**OBJECTIVE:** Please reproduce the material below word for word, everything from its first line down to and including the line containing "[0,348,64,399]", and leave the pictures out of your answer.

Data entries

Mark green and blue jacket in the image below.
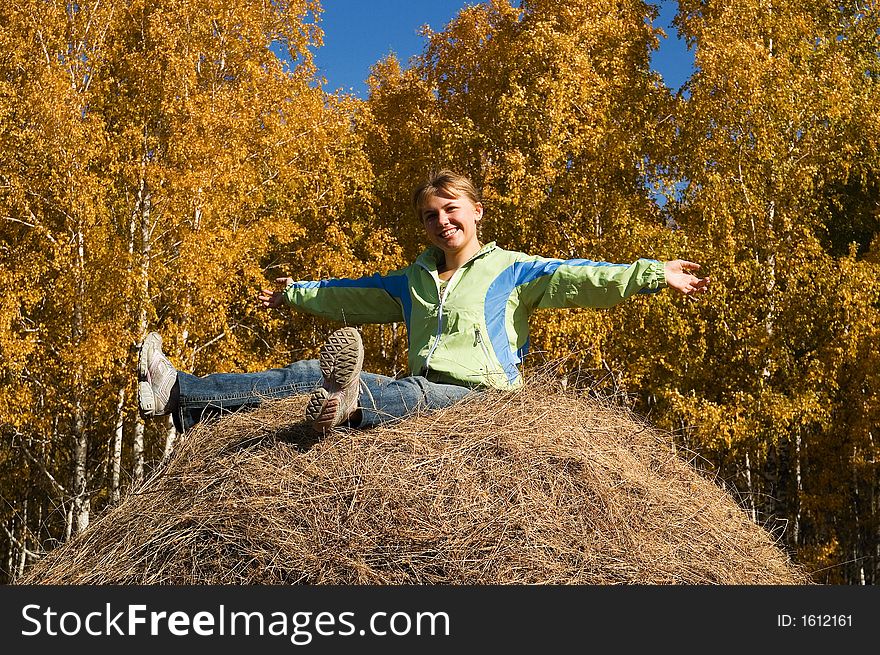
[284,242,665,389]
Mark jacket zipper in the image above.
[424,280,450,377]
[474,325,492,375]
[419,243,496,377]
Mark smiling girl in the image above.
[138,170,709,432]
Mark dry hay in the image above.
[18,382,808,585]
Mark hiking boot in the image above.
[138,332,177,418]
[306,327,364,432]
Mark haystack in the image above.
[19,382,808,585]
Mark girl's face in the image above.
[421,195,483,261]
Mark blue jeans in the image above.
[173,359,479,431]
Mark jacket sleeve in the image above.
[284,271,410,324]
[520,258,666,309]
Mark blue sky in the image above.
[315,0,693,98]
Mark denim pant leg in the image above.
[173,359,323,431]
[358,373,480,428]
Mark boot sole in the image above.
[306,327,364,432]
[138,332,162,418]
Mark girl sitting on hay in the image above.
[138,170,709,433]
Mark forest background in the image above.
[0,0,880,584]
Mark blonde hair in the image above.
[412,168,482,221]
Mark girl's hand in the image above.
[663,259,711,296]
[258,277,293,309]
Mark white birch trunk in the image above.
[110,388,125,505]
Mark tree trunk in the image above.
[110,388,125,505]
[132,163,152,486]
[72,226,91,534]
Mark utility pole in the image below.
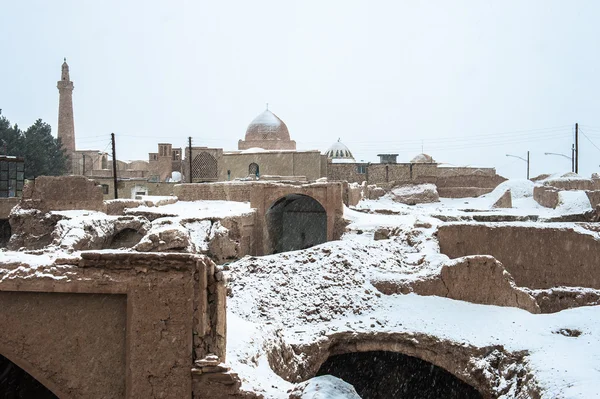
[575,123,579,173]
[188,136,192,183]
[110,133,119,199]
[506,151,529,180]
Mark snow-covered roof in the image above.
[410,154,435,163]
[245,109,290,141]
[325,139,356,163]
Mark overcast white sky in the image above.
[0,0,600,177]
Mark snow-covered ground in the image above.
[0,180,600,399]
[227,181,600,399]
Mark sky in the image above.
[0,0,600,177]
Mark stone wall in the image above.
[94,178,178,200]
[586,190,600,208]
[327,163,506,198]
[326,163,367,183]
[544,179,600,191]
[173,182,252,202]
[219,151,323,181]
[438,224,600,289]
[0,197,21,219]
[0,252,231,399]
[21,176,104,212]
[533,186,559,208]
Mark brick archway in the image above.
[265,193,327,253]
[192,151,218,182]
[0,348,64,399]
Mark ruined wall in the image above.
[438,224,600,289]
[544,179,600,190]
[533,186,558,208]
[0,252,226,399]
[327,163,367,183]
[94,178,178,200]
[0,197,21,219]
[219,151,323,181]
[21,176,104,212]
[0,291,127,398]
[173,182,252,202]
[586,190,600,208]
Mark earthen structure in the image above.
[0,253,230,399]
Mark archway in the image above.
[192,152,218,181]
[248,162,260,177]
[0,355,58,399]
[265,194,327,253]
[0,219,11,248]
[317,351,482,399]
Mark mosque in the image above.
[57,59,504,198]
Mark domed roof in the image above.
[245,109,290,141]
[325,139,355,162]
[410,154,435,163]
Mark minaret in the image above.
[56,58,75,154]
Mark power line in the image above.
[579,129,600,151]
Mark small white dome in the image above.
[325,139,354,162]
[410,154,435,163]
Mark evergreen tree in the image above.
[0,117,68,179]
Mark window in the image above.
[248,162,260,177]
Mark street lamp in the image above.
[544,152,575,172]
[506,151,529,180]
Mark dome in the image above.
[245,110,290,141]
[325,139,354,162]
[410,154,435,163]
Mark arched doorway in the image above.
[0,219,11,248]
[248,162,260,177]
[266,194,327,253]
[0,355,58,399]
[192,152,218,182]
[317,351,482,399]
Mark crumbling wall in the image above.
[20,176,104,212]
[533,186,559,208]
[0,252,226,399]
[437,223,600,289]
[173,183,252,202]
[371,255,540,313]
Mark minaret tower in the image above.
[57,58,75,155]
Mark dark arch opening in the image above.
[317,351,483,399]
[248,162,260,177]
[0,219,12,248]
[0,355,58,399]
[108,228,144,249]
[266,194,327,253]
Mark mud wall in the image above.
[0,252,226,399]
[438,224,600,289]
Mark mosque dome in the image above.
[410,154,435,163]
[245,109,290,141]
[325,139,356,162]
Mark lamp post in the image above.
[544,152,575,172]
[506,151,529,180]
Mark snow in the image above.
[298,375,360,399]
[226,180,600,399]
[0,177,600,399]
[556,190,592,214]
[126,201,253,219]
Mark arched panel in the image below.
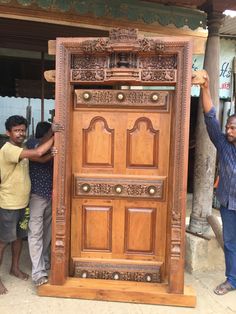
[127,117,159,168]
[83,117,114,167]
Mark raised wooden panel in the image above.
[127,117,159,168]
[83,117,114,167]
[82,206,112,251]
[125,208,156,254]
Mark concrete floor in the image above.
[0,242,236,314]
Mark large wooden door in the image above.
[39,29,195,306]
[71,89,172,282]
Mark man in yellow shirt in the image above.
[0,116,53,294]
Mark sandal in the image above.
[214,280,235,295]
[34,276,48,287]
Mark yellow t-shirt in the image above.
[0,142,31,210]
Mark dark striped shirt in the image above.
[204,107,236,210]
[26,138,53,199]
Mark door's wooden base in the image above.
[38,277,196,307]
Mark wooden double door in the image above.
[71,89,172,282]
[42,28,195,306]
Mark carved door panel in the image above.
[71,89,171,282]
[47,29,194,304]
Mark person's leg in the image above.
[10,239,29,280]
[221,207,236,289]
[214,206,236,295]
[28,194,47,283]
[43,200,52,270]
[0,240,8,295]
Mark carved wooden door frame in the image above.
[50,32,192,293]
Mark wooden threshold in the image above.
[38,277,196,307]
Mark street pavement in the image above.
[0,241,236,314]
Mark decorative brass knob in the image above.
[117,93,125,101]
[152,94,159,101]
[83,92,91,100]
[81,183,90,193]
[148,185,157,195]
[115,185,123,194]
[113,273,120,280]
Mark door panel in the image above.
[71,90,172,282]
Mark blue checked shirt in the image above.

**TASK RESPONSE:**
Mark green and blue jacket in the image below.
[284,242,665,389]
Mark jacket zipper in the image above.
[424,280,450,377]
[474,325,492,375]
[419,243,496,377]
Mark smiling girl in the image above.
[138,170,709,432]
Mark dry hay in the image above.
[18,382,808,585]
Mark hiking boot in the image above.
[138,332,177,418]
[306,327,364,432]
Mark haystack in the image above.
[19,382,808,585]
Mark girl's face in the image above.
[421,195,483,261]
Mark blue jeans in the image above.
[173,359,479,431]
Mark jacket sleeve in the image above.
[284,271,410,324]
[520,258,666,309]
Mark blue sky in the image above.
[315,0,693,98]
Mark denim pant leg in the image above.
[173,359,323,431]
[358,373,480,428]
Mark boot sole in the image above.
[306,327,364,432]
[138,332,162,418]
Mark girl sitting on hay in the image above.
[138,170,709,433]
Mark forest background in the image above.
[0,0,880,584]
Mark blonde hair in the image above.
[412,168,482,221]
Mark girl's hand in the image above.
[663,259,711,296]
[258,277,293,309]
Mark white birch trunk in the image above.
[110,388,125,505]
Mark tree trunk in the image above.
[110,388,125,505]
[132,163,152,486]
[72,226,91,534]
Mark utility pole in the image below.
[575,123,579,173]
[188,136,192,183]
[110,133,119,199]
[506,151,529,180]
Mark snow-covered roof in the image above.
[410,154,435,163]
[245,109,290,141]
[325,139,356,163]
Mark overcast white sky in the image above.
[0,0,600,177]
Mark snow-covered ground in the image above.
[0,180,600,399]
[227,181,600,399]
Mark sky in the image above.
[0,0,600,177]
Mark stone wall in the image above.
[94,178,178,200]
[586,190,600,208]
[327,163,506,198]
[326,163,367,183]
[544,179,600,191]
[173,182,252,202]
[219,151,323,181]
[438,224,600,289]
[0,197,21,219]
[0,252,231,399]
[21,176,104,212]
[533,186,559,208]
Mark brick archway in the image above.
[265,193,327,253]
[192,151,218,182]
[0,348,64,399]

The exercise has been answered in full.